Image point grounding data
┄┄┄┄┄┄┄┄┄┄
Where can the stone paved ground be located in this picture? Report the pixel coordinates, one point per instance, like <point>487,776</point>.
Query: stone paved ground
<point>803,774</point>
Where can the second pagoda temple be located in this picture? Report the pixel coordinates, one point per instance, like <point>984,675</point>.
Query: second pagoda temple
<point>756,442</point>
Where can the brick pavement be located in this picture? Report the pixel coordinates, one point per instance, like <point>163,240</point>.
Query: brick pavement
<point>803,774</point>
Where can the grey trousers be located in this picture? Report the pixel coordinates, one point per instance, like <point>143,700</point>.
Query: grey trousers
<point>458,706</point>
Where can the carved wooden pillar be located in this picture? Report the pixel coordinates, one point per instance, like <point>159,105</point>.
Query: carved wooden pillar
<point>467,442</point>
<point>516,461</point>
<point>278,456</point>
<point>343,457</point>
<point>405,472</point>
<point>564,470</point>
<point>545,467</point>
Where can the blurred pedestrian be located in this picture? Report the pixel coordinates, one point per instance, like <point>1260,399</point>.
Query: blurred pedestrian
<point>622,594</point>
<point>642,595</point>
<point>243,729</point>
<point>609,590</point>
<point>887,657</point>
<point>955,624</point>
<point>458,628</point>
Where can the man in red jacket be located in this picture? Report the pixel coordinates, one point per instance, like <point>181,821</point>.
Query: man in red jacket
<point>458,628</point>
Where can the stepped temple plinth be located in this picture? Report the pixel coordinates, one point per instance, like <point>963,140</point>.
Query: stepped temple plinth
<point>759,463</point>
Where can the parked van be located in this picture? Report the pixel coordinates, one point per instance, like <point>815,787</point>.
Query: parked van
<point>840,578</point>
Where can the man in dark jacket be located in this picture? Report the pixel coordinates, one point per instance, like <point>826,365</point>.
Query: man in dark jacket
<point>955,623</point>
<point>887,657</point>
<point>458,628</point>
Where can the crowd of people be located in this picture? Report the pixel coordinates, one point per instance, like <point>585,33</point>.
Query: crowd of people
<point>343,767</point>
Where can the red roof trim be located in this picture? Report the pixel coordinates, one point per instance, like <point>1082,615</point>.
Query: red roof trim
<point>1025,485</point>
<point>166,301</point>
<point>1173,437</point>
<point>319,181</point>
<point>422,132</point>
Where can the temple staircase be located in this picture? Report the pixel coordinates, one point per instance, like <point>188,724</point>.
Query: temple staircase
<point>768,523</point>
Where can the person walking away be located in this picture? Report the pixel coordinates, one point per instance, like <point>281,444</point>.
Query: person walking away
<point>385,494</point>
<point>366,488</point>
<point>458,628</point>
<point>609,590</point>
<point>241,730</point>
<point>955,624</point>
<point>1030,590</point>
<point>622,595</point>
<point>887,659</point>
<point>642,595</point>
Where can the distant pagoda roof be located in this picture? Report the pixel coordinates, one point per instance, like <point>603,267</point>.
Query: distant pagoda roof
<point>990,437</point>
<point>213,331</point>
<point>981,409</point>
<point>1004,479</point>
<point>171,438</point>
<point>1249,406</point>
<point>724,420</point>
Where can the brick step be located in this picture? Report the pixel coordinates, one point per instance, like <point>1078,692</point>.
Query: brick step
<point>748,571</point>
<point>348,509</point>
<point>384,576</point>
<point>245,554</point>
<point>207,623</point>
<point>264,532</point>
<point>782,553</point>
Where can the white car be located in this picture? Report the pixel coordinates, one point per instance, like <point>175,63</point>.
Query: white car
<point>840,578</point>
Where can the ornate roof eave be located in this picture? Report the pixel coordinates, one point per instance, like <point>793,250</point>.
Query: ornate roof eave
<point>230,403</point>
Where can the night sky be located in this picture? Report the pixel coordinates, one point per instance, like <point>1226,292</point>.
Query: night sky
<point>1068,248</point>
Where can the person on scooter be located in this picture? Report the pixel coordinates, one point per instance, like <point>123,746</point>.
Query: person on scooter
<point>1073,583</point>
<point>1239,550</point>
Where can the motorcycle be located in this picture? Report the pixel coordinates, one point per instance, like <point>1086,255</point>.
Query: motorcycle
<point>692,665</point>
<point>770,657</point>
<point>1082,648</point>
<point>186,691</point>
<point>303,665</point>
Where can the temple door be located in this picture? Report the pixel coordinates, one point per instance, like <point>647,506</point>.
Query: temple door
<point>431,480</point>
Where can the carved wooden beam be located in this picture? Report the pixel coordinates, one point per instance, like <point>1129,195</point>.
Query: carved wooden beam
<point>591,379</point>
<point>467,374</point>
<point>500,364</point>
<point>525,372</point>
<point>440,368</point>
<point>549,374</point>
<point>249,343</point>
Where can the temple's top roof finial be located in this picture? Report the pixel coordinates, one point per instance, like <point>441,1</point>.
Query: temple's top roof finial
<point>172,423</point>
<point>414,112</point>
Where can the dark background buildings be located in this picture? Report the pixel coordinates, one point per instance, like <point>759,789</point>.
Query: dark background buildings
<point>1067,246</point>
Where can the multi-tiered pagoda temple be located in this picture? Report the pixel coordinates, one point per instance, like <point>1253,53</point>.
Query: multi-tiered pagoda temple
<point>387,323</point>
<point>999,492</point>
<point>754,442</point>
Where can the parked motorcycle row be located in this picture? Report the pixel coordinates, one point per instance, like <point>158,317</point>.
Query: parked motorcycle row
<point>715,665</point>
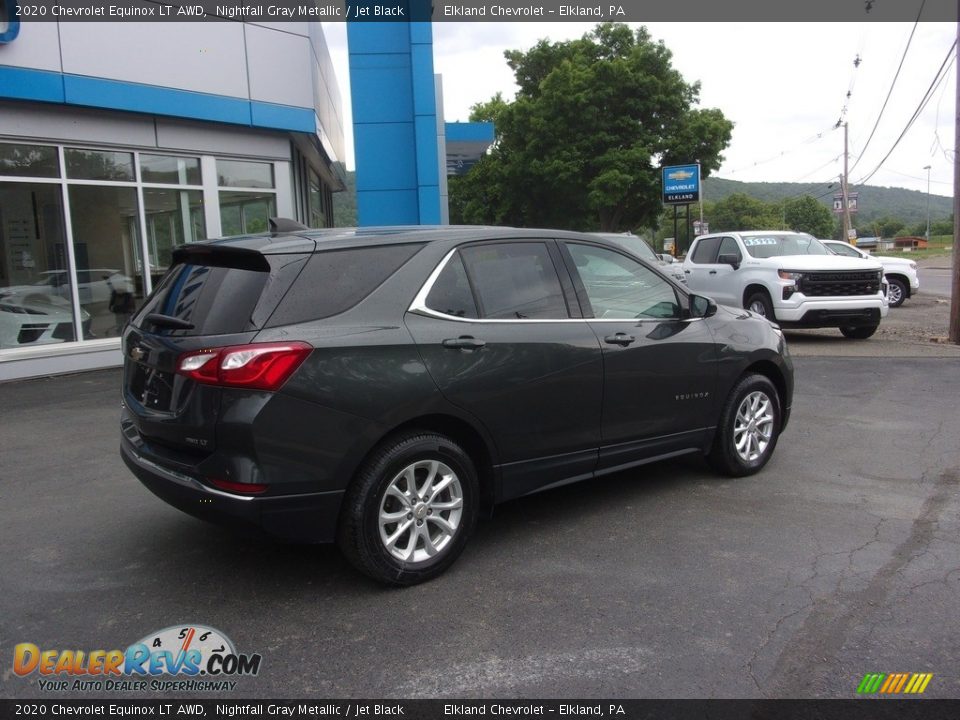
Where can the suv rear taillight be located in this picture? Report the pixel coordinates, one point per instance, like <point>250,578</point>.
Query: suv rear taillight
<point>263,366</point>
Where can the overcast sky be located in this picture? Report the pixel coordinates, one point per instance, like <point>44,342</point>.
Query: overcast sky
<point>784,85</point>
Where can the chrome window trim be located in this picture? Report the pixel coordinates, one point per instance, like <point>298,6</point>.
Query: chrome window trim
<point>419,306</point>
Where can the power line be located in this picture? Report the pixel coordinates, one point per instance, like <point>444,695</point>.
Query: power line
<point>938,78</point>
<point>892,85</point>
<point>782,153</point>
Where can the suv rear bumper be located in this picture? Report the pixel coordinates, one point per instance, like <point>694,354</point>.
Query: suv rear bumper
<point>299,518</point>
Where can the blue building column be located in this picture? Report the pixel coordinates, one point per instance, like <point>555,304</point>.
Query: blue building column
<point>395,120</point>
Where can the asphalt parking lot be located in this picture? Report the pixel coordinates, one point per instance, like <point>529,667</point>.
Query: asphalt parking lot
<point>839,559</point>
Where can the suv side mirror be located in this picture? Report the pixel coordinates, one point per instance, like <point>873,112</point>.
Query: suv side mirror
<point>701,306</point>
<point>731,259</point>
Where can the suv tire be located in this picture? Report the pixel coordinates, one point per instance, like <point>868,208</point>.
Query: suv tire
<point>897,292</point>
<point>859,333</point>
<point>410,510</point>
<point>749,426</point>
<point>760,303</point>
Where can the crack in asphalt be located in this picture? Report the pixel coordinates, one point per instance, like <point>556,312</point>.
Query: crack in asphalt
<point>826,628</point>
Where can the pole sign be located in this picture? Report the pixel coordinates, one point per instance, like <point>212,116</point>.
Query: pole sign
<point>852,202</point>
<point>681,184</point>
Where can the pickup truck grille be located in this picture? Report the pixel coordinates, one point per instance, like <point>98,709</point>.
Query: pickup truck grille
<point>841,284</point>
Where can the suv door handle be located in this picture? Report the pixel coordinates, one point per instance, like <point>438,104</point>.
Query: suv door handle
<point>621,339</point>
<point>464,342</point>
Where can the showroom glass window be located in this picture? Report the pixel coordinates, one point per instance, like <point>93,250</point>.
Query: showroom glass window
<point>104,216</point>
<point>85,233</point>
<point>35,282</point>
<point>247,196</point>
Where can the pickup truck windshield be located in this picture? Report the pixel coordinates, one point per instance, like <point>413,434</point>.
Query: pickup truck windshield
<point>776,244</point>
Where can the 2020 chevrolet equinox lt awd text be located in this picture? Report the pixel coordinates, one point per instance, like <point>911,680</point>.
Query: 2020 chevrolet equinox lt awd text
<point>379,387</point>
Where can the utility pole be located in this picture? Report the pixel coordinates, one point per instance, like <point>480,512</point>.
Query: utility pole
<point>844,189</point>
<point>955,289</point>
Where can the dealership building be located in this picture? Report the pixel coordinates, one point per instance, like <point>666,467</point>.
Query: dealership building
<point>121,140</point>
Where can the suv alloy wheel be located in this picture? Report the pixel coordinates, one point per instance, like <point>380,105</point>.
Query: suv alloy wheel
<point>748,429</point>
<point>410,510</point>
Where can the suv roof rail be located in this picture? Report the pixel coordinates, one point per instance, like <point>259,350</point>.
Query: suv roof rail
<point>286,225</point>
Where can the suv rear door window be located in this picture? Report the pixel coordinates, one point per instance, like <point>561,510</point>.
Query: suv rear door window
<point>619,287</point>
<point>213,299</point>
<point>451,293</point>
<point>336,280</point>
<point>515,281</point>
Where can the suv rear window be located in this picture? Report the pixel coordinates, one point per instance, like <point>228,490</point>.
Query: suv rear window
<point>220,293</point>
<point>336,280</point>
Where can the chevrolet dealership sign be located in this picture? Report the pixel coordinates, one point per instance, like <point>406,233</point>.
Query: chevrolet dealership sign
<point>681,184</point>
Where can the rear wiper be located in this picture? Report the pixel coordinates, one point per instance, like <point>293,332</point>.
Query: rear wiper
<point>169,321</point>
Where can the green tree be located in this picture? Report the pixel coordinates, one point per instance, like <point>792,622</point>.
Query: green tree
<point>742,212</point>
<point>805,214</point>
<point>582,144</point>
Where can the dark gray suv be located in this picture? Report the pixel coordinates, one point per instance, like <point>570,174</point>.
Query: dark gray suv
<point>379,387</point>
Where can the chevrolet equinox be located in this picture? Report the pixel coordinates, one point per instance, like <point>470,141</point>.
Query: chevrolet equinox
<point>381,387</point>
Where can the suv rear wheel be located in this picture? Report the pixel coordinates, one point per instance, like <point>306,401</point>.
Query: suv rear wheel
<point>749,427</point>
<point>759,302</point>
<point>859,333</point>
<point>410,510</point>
┄┄┄┄┄┄┄┄┄┄
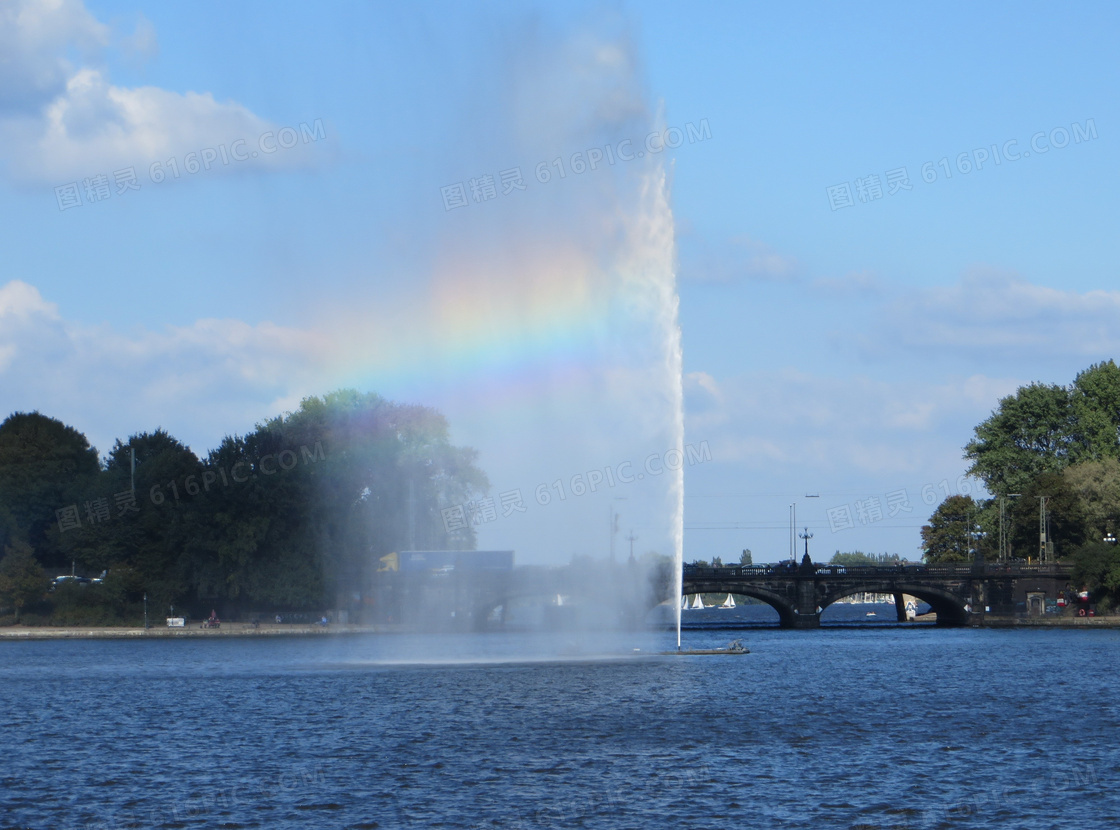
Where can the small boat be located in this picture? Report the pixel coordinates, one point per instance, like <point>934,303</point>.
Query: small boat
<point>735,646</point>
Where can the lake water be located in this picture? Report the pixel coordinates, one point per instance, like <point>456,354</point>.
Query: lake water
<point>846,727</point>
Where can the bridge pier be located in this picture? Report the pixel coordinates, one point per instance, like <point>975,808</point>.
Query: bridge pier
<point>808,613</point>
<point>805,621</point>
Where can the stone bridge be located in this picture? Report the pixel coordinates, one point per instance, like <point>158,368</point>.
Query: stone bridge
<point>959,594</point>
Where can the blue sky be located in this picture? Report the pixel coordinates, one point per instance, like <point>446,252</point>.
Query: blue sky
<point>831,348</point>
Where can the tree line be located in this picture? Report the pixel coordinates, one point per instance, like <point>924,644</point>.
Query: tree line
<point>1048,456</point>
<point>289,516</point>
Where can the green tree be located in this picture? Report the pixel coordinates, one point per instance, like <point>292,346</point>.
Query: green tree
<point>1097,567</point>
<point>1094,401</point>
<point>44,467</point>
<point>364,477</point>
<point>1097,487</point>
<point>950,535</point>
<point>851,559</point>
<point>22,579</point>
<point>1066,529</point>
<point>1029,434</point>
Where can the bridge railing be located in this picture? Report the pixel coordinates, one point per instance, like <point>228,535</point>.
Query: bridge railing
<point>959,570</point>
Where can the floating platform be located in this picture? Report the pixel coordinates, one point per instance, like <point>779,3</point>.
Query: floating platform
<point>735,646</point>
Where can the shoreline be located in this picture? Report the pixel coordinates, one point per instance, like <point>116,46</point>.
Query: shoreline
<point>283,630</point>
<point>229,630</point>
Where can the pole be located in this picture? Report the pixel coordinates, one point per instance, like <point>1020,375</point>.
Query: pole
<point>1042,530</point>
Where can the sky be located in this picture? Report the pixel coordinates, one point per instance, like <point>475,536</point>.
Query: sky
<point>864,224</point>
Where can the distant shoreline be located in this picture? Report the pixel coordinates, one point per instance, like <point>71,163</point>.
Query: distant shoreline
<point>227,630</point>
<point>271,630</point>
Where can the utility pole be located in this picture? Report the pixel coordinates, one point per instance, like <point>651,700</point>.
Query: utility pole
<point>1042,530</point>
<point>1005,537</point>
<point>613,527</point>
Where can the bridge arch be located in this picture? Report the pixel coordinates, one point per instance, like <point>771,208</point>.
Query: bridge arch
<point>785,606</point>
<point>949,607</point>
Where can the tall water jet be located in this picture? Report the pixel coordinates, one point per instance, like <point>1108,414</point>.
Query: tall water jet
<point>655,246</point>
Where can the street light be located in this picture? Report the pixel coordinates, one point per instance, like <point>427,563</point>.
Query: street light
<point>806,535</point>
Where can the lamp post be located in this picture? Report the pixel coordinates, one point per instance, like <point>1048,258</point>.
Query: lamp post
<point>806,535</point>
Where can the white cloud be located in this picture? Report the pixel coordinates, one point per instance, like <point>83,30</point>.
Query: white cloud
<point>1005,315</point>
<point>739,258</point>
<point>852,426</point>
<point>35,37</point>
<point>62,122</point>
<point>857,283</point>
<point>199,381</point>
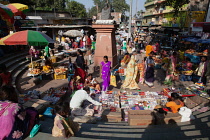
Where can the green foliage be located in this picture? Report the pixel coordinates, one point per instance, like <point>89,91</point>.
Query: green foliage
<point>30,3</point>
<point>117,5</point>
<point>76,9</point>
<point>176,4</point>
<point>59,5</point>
┄┄┄┄┄┄┄┄┄┄
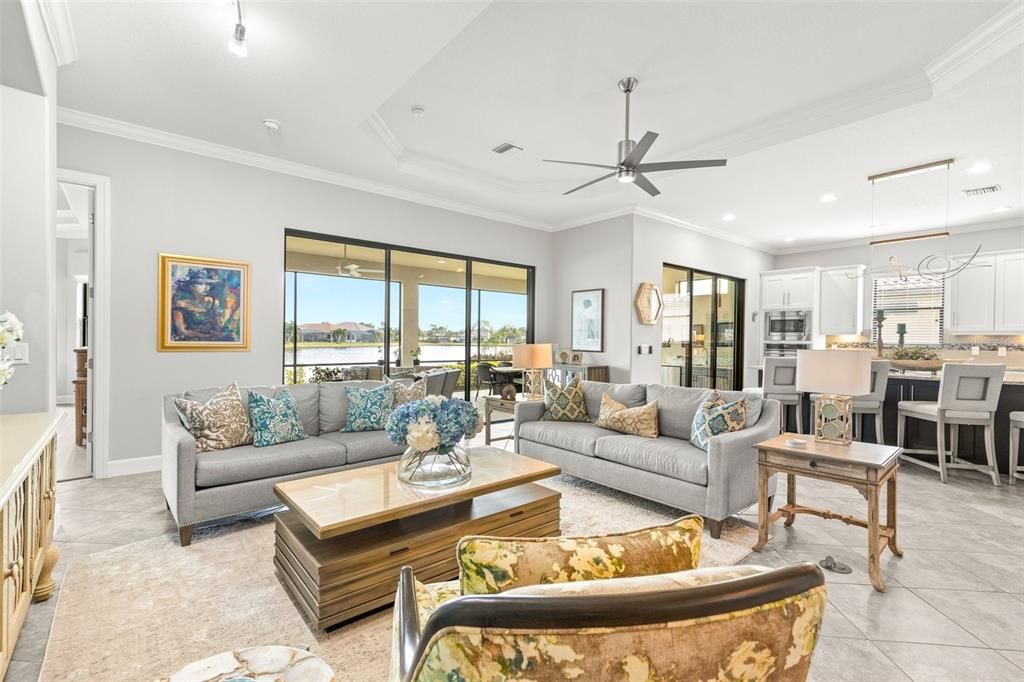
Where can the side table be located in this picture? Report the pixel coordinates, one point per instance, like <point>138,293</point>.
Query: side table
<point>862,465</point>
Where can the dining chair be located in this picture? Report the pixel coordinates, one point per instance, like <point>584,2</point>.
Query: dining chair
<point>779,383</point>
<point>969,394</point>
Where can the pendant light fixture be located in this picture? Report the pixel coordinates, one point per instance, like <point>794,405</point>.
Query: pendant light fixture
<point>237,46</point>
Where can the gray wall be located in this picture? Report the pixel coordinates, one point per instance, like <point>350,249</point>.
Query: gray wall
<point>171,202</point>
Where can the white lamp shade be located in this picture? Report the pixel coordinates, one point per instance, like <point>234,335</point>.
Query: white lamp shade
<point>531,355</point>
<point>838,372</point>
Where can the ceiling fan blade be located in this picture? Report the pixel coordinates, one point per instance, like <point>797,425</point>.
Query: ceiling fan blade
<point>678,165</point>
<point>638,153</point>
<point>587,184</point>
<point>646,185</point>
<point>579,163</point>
┄┄┄┄┄┄┄┄┄┄
All lines above from the one holding "Query: pole sign" to the one holding "Where can the 2020", inclusive, are to be copied exactly; no other line is wanted.

* _ANSWER BOX_
Query: pole sign
<point>852,202</point>
<point>681,184</point>
Where can the pickup truck grille be located in this picture? Report the pixel coordinates, one point per instance, like <point>98,709</point>.
Query: pickup truck grille
<point>841,284</point>
Where can the suv door handle be located in this picture? Report the pixel coordinates, one point per instance, like <point>438,104</point>.
Query: suv door handle
<point>621,339</point>
<point>464,342</point>
Where can the showroom glass window be located in this picture? Report the pixel coordinates, one point per instance, like <point>93,250</point>.
Query: showroom glass window
<point>104,216</point>
<point>85,233</point>
<point>35,282</point>
<point>247,196</point>
Where can the pickup truck windshield be located in this picture? Report the pixel coordinates, one point per instance, like <point>413,434</point>.
Query: pickup truck windshield
<point>776,244</point>
Where can the 2020 chevrolet equinox lt awd text be located in this picture? Report the pixel coordinates, one point per instance, like <point>911,680</point>.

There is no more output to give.